◆ **CHALLENGE**
Please extract the material below verbatim, everything from the start down to the line containing "column 215, row 568", both ends included.

◆ **PROVIDED DATA**
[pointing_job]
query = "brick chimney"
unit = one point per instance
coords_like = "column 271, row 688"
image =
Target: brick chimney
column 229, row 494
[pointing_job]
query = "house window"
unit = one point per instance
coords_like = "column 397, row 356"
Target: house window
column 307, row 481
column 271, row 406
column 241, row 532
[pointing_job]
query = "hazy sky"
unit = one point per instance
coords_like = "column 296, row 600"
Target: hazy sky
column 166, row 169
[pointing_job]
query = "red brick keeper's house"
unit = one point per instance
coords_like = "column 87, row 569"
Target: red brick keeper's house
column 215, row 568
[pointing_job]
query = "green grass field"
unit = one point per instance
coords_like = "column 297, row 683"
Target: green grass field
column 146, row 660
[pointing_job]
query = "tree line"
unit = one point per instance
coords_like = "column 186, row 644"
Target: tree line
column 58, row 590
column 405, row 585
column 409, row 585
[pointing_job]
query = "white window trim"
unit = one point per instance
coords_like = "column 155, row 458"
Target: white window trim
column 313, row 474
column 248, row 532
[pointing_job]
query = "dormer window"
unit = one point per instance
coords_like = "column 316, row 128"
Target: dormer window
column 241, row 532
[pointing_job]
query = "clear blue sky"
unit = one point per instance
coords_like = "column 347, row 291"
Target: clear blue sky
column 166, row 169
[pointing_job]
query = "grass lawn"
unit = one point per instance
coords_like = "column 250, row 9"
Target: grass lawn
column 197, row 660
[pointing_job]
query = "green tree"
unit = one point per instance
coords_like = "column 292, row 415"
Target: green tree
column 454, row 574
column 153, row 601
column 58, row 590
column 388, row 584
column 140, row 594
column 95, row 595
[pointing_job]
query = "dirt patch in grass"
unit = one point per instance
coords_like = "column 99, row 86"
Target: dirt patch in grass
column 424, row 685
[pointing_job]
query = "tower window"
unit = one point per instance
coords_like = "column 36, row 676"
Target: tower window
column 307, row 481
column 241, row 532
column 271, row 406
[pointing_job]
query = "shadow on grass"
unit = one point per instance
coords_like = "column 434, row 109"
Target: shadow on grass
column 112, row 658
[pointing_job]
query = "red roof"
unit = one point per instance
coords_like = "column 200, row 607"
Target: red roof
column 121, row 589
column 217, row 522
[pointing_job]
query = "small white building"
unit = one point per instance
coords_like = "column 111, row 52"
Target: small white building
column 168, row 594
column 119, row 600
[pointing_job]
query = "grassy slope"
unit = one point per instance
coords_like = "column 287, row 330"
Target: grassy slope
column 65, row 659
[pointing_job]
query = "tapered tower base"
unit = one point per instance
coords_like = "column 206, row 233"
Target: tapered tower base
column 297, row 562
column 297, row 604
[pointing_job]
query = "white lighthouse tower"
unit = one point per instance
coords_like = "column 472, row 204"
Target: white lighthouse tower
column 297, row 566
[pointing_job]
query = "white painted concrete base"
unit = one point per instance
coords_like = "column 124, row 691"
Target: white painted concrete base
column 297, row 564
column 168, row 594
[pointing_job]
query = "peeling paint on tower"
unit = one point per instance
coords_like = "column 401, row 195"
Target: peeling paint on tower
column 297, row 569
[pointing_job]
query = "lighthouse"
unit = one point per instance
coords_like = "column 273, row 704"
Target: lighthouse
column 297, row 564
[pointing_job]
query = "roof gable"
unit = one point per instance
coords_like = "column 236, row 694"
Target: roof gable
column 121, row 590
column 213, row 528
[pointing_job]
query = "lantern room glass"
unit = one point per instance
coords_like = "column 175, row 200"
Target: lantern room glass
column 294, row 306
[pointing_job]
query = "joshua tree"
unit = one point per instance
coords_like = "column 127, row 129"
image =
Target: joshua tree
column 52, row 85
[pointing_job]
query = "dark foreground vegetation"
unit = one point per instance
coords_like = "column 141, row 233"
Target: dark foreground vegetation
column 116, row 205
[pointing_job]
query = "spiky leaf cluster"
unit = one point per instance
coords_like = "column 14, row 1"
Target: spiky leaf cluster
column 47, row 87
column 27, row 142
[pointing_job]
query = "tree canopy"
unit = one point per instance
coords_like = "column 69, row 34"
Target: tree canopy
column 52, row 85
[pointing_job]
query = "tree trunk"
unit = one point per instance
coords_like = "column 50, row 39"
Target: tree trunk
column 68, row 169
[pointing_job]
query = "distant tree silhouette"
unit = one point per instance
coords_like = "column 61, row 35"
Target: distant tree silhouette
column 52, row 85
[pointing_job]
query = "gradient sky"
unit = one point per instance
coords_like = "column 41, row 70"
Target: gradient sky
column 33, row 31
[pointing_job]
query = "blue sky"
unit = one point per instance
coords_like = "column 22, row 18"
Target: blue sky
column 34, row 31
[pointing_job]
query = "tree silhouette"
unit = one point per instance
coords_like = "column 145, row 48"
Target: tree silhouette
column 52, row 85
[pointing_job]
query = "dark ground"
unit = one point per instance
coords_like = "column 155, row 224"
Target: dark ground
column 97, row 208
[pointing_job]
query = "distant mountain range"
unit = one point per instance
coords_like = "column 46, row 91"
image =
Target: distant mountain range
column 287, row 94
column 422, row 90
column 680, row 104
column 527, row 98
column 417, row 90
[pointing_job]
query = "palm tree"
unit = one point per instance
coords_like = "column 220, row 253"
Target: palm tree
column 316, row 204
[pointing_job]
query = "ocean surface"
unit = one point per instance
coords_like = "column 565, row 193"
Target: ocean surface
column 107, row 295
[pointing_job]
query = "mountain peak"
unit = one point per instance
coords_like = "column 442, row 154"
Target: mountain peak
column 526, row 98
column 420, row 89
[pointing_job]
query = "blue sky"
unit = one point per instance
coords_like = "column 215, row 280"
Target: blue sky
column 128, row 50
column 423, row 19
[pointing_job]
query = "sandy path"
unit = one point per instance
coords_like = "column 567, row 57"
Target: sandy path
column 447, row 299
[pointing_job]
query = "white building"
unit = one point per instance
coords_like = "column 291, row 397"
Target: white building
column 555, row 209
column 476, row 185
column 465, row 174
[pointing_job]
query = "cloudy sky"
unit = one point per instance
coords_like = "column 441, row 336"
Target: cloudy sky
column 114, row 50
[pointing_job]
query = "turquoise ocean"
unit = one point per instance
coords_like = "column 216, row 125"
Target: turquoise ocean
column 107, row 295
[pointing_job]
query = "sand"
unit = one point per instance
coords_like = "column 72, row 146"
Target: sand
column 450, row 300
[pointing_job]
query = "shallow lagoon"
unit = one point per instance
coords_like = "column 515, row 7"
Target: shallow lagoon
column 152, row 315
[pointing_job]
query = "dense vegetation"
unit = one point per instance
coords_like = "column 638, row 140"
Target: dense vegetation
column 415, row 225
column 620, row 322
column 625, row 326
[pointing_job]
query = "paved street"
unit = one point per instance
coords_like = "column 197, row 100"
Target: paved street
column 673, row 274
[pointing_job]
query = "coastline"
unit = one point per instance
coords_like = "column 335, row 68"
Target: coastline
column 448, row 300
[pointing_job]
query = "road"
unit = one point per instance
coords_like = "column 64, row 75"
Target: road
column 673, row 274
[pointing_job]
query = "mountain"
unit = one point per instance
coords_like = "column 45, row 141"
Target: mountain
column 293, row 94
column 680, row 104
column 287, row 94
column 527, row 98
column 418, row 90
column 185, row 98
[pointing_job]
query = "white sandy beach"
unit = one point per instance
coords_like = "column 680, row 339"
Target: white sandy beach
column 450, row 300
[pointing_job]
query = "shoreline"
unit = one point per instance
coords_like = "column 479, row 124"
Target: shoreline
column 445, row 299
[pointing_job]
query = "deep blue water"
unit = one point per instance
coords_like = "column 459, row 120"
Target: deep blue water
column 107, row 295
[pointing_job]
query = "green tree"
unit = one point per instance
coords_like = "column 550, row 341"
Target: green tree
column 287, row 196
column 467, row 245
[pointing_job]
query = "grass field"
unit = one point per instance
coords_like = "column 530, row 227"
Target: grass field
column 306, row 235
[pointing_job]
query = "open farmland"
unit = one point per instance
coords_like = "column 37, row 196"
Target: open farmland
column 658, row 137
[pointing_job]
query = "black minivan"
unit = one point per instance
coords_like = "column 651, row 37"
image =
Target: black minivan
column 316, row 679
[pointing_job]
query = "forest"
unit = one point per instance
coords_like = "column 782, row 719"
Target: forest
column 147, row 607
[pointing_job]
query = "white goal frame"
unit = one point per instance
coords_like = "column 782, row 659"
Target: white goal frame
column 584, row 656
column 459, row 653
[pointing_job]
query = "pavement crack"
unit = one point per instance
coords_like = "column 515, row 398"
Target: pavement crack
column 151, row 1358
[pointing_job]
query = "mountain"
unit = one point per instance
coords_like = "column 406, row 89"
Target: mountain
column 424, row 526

◆ **CORRECT RESPONSE**
[pointing_job]
query = "brick chimney"
unit = one point per instance
coords_like = "column 271, row 688"
image =
Target: brick chimney
column 229, row 494
[pointing_job]
query = "house window"
unit = one point per instance
coords_like = "column 397, row 356"
Target: house window
column 307, row 481
column 271, row 406
column 241, row 532
[pointing_job]
query = "hazy sky"
unit = one point per instance
coords_like = "column 296, row 600"
Target: hazy sky
column 166, row 169
[pointing_job]
query = "red brick keeper's house"
unit = one point per instance
coords_like = "column 87, row 569"
Target: red brick keeper's house
column 215, row 568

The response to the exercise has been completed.